### PROBLEM REQUIREMENTS
Give back every one of the rows below word for word, leaving out the pictures.
--- Begin PROVIDED ENTRIES ---
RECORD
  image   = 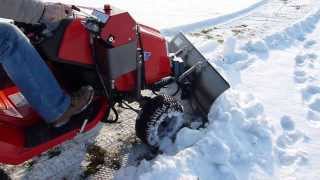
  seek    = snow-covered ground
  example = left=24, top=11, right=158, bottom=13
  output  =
left=45, top=0, right=264, bottom=29
left=1, top=0, right=320, bottom=180
left=117, top=1, right=320, bottom=180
--- End PROVIDED ENTRIES ---
### SOLVED PROBLEM
RECORD
  image   = 
  seek    = snow-covered ground
  example = left=24, top=11, right=158, bottom=13
  output  =
left=45, top=0, right=264, bottom=29
left=1, top=0, right=320, bottom=180
left=117, top=1, right=320, bottom=180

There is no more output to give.